[Request]: Set down the benchmarking passage below word for word, beginning at the words "SPEC HPG is" and stopping after "various HPC systems.".

[Quoted passage]:
#####
Thus, life scientists typically use other approaches to compare system performance.

"Linpack gives you a good idea of processing power," says Kumaran Kalyanasundaram, chairman of the Standard Performance Evaluation Corp.'s (SPEC) High Performance Group, an association of vendors and end-users that develops benchmarks. However, he says, the result provides little clue to the performance of memory, bandwidth, or input/output subsystems, all of which can affect an application's performance.

SPEC HPG is addressing this issue. Its tests also deliver an aggregate benchmark number for a system, but that number is based on running several applications that stress different aspects of an HPC machine. For example, SPEC CINT2000 includes a suite of individual tests that perform a variety of compute-intensive tasks, including data compression, ray tracing, compiling, and querying an object-oriented database. Life science organizations can go to spec.org and see the results of benchmark tests of various HPC systems.
#####
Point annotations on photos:
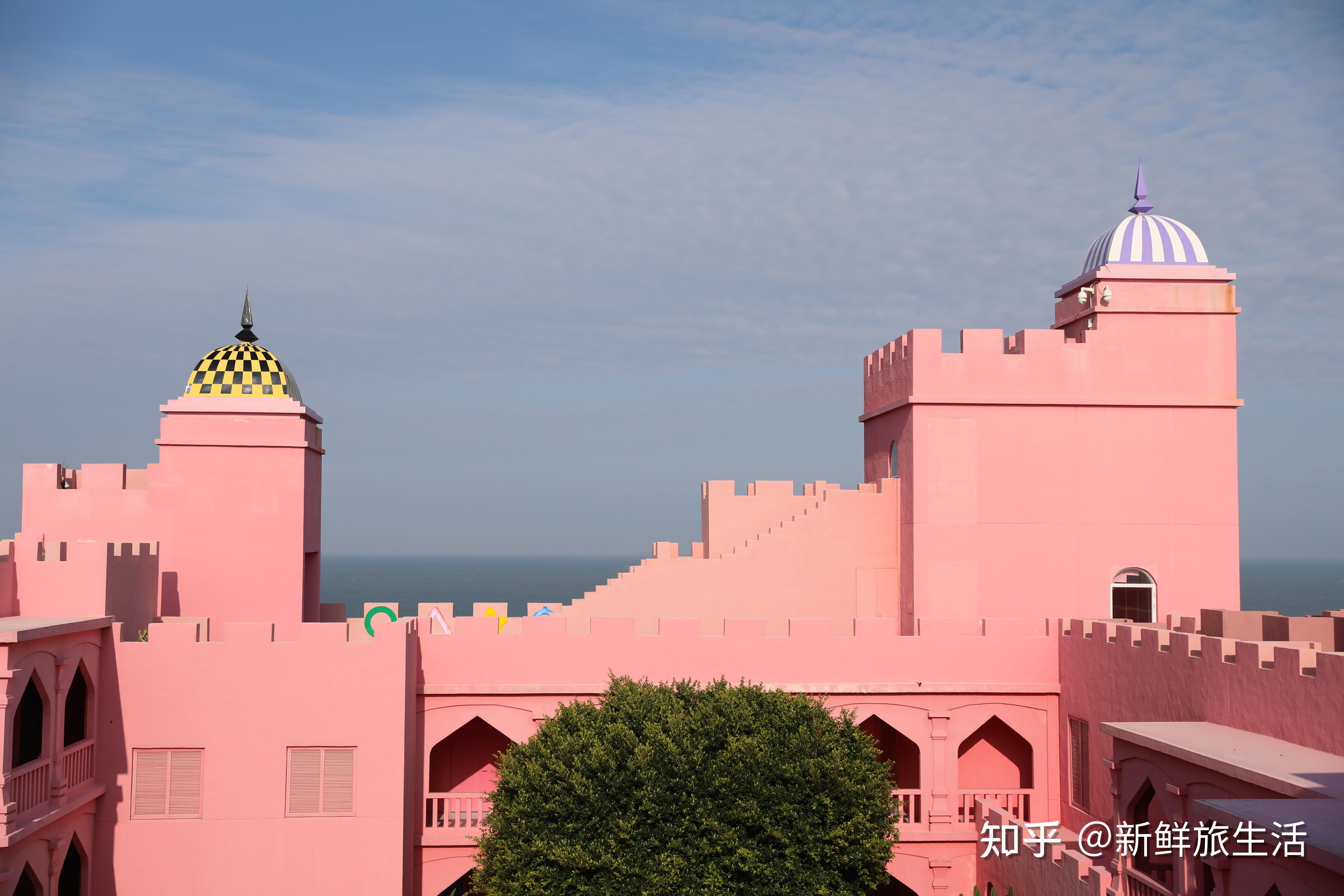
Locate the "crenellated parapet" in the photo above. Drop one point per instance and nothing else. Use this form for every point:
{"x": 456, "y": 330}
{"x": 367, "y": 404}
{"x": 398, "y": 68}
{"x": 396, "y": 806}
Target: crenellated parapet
{"x": 80, "y": 578}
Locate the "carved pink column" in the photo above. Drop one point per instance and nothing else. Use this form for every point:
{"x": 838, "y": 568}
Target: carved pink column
{"x": 940, "y": 811}
{"x": 1117, "y": 862}
{"x": 58, "y": 778}
{"x": 1182, "y": 884}
{"x": 9, "y": 808}
{"x": 941, "y": 868}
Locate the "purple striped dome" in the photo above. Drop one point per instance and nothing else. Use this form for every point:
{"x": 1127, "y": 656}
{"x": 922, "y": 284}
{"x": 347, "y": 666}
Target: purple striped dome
{"x": 1146, "y": 240}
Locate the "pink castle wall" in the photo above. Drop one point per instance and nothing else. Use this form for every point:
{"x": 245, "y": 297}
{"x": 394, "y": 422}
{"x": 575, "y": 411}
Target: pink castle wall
{"x": 1156, "y": 675}
{"x": 236, "y": 498}
{"x": 1033, "y": 469}
{"x": 245, "y": 699}
{"x": 1117, "y": 441}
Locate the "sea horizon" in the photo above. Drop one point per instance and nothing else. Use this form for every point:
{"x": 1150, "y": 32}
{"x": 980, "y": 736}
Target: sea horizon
{"x": 1291, "y": 588}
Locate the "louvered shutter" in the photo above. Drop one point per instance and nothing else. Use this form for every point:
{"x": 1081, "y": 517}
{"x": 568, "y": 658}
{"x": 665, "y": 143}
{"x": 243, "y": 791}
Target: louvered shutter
{"x": 304, "y": 781}
{"x": 1085, "y": 786}
{"x": 166, "y": 784}
{"x": 339, "y": 781}
{"x": 183, "y": 784}
{"x": 1078, "y": 762}
{"x": 150, "y": 784}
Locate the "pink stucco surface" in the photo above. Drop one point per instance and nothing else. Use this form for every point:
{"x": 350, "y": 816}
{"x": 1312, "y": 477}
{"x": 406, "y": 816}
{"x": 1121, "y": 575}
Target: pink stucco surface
{"x": 945, "y": 604}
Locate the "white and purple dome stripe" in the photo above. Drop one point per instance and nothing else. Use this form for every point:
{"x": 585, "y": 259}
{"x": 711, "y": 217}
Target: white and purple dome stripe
{"x": 1147, "y": 240}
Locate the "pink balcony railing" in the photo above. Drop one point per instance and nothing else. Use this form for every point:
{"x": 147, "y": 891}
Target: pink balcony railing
{"x": 1018, "y": 803}
{"x": 30, "y": 785}
{"x": 910, "y": 807}
{"x": 1140, "y": 884}
{"x": 456, "y": 811}
{"x": 77, "y": 764}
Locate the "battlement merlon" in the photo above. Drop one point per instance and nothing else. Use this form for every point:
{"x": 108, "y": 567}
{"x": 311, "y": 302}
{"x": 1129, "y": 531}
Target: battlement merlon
{"x": 1135, "y": 342}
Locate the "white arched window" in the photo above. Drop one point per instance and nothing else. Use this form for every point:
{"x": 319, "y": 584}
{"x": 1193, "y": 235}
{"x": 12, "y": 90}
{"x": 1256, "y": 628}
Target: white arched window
{"x": 1134, "y": 596}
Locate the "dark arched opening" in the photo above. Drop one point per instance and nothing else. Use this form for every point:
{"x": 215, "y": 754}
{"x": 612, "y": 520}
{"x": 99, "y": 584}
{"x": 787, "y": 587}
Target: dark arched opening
#####
[Complete output]:
SPEC HPG is addressing this issue. Its tests also deliver an aggregate benchmark number for a system, but that number is based on running several applications that stress different aspects of an HPC machine. For example, SPEC CINT2000 includes a suite of individual tests that perform a variety of compute-intensive tasks, including data compression, ray tracing, compiling, and querying an object-oriented database. Life science organizations can go to spec.org and see the results of benchmark tests of various HPC systems.